Extracted entries:
^^^^
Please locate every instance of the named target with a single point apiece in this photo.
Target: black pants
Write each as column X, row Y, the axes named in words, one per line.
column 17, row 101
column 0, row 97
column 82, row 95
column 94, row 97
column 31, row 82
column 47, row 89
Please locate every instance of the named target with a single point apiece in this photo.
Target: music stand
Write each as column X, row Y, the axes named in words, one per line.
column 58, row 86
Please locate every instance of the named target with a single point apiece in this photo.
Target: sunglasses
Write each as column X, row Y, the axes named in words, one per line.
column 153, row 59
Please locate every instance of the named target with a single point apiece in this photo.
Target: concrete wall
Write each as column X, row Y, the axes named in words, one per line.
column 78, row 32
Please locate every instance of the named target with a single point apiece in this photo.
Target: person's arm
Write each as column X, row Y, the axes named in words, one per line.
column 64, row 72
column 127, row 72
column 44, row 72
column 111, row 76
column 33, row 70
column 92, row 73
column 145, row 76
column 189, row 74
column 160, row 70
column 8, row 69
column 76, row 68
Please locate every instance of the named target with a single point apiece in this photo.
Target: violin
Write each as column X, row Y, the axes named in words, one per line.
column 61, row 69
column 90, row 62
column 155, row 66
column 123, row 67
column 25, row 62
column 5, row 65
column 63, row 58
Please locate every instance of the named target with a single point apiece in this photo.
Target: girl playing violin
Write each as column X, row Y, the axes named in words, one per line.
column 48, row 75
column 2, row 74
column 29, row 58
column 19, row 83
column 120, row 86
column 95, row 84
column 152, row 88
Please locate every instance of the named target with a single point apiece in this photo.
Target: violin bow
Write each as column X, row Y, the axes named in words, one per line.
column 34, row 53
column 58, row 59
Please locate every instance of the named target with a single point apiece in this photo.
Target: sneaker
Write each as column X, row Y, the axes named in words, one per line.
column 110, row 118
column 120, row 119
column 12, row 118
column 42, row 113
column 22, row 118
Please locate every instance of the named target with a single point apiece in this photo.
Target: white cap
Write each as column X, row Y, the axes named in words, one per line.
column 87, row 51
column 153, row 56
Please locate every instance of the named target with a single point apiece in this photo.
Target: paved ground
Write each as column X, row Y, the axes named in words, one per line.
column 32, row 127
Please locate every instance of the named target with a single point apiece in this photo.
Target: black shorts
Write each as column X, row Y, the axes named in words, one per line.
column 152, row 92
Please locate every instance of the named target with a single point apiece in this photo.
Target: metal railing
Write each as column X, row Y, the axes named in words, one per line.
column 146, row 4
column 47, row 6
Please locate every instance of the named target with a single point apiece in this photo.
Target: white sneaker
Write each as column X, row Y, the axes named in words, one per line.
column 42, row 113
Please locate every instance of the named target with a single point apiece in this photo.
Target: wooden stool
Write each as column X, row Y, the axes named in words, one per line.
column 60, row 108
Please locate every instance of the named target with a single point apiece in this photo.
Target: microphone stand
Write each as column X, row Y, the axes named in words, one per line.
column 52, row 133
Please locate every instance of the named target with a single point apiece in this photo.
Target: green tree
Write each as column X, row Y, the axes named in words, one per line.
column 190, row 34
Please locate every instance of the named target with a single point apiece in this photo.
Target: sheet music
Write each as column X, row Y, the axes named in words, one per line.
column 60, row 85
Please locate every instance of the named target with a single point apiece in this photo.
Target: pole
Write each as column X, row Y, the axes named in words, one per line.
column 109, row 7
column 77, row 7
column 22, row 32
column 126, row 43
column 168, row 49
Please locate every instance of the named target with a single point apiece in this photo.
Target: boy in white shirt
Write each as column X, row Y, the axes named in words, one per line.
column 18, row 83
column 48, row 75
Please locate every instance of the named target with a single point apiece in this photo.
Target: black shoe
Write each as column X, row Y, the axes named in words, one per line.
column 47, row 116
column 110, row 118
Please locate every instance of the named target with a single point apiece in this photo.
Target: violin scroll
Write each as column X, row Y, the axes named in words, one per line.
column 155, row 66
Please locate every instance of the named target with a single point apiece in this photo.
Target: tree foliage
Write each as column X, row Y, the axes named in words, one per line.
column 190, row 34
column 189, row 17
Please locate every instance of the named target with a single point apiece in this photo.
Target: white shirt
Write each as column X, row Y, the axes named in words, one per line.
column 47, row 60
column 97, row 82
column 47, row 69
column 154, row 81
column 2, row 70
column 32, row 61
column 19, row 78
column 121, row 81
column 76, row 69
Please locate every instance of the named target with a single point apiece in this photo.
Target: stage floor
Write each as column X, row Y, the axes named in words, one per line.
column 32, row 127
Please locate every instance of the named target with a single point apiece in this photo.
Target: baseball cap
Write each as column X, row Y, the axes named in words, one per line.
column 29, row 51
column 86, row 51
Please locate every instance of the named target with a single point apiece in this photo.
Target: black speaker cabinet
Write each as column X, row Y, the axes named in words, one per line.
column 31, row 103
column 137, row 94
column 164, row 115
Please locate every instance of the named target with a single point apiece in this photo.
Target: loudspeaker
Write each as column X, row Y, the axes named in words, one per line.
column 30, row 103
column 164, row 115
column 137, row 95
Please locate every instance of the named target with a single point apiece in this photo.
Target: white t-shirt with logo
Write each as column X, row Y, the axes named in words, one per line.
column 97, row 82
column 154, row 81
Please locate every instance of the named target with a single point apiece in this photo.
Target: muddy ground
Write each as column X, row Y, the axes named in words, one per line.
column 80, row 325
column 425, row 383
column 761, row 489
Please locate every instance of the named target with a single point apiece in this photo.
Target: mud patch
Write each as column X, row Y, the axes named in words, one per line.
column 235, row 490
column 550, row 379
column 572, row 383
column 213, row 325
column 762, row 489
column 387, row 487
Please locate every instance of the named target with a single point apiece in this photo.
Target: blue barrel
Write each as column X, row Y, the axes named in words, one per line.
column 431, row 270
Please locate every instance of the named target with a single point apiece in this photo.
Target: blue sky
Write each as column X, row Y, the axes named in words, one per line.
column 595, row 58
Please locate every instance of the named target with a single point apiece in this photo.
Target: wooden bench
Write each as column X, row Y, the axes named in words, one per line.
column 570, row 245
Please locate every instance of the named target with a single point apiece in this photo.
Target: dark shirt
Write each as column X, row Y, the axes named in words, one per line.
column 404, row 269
^^^^
Task to complete:
Can you copy out word for word the entries from the very first line through the line containing "column 58, row 86", including that line?

Written solution:
Please locate every instance of the named target with a single point apiece in this photo.
Target: black pants
Write each as column X, row Y, the axes named in words, one per line.
column 17, row 101
column 0, row 97
column 82, row 95
column 94, row 97
column 31, row 82
column 47, row 89
Please locate every instance of the named target with a single point apiece in this photo.
Target: music stand
Write each as column X, row Y, the axes named in words, one per line.
column 58, row 86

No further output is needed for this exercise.